**THINGS TO DO:**
1. In the article about Zachary Adam Chesser, from which high school did he graduate?
2. Please count the lines of the rows that contain the string "building". Case counts; reply with the number only.

**EXTRACTED TEXT:**
For months, the radical young Muslim convert had been waging war online, championing violent jihad from his computer in Northern Virginia.

Zachary Adam Chesser often wrote scathingly about people who voiced support for the mujaheddin but who made no move to join them. The fact that he remained safely in the United States clearly troubled him as 2009 gave way to 2010.

In March, Chesser begged the fighters already abroad to "not forget those of us who have lagged behind."

"Your fingers glide over cold steel whilst mine merely grace the empty plastic of my keyboard," the 20-year-old white suburbanite posted to his Web site, themujihadblog. "If I die in this land then what will I say to Allah? 'O Allah I was just going to wait until the mujahideen reached America. I swear I would have joined them, but they took too long.' "

Chesser, who pleaded guilty in federal court Oct. 20 to supporting Somali terrorists and threatening the creators of "South Park" for mocking the prophet Muhammad, hadn't been a Muslim long. He converted to Islam in 2008, soon after graduating from Oakton High School in Fairfax County.

His emergence online as a Muslim extremist followed at warp speed. By the time federal agents arrested him in July for trying to travel to Somalia and join the Islamist insurgent group al-Shabab, he'd gone from breakdancing high school kid to bearded radical in little more than two years.

For Chesser, it was the latest - and perhaps most unlikely - in a series of identities he'd experimented with, then discarded.

Other attempts to define himself had proved harmless. "If he'd lived in L.A.," observed one person close to him, "he would have been a Scientologist."

Instead, Chesser faces up to 30 years in prison and a label that will haunt him for the rest of his life: terrorist.

**DATA FOR THE TASK:**
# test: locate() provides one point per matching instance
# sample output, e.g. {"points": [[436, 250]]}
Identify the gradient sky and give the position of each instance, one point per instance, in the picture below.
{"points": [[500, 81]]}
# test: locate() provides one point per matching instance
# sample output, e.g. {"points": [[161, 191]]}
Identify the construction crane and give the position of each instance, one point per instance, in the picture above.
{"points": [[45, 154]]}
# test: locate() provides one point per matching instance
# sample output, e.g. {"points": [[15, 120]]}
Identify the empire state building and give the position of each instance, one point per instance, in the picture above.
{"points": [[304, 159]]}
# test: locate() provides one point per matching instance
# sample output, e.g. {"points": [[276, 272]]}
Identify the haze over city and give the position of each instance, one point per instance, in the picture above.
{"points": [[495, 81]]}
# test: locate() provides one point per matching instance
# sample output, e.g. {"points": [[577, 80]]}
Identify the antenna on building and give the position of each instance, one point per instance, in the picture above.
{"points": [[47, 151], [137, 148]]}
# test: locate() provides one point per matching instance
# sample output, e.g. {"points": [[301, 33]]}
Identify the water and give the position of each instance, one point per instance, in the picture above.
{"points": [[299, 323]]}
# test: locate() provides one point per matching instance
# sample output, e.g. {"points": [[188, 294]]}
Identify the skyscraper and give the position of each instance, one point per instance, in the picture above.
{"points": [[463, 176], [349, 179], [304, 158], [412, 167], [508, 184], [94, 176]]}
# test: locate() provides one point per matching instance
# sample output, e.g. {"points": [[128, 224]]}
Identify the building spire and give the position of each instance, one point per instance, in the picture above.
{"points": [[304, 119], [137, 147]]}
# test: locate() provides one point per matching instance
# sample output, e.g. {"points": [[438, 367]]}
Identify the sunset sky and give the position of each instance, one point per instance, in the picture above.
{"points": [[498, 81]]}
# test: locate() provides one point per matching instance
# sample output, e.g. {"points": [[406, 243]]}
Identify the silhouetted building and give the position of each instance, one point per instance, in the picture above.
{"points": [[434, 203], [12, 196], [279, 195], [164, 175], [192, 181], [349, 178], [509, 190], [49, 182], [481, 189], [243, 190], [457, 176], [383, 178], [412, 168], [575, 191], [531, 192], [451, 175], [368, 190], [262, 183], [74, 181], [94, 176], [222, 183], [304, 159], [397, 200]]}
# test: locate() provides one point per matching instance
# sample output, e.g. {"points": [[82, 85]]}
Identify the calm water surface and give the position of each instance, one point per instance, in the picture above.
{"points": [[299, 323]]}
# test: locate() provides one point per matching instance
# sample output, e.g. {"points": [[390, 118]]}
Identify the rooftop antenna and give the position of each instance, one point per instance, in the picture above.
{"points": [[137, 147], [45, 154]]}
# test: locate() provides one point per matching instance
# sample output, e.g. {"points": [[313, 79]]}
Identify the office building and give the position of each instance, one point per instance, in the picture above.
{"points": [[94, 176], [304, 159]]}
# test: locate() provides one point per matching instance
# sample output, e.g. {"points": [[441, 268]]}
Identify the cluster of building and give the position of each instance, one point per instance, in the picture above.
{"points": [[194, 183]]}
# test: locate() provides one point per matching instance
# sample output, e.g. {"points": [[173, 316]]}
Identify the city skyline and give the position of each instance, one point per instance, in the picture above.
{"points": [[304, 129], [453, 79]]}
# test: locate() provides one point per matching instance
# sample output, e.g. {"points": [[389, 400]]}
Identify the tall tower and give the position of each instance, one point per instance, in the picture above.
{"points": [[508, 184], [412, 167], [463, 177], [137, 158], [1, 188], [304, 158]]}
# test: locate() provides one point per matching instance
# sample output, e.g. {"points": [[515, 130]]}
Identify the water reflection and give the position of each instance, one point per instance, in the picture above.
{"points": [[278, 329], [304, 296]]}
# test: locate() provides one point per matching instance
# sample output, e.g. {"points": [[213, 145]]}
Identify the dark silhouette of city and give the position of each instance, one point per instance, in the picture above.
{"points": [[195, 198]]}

**EXPECTED RESPONSES:**
1. Oakton High School in Fairfax County.

2. 6